### Assignment
Identify each line below that contains the word "suit", and copy it out.

### Data to examine
+ + + + + + +

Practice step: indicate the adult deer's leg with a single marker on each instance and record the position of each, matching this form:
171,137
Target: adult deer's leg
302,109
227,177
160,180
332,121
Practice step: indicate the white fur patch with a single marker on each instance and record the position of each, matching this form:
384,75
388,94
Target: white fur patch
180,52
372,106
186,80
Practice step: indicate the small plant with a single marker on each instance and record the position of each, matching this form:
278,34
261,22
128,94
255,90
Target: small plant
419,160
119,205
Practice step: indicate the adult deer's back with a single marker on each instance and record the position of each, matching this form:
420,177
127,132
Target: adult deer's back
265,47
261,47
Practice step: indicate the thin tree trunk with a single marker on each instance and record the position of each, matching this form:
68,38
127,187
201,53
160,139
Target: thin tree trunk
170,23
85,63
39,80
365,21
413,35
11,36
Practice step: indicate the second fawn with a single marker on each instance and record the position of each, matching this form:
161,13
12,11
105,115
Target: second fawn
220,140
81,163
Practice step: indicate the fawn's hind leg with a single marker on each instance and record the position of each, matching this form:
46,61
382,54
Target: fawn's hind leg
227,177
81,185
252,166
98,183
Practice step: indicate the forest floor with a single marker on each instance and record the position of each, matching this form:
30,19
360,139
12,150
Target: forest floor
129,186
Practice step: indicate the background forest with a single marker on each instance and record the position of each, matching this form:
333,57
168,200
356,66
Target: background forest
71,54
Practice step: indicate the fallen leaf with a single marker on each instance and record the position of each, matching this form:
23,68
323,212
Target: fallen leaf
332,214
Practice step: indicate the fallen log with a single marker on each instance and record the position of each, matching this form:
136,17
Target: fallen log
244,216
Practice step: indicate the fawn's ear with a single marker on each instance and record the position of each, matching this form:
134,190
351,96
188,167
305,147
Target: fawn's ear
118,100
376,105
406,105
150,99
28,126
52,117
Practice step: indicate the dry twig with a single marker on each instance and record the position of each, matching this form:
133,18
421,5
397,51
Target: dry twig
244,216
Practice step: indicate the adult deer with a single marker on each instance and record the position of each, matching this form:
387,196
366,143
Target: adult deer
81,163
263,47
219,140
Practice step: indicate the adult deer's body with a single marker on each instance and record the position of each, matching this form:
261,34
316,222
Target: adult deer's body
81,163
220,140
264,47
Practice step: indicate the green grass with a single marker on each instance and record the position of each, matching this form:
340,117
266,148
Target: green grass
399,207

+ + + + + + +

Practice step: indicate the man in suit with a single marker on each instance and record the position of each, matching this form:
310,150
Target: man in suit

+ + + + + + +

### Task solution
Practice step: indicate the man in suit with a single marker on each instance and record the position of each, matching this form:
Target: man in suit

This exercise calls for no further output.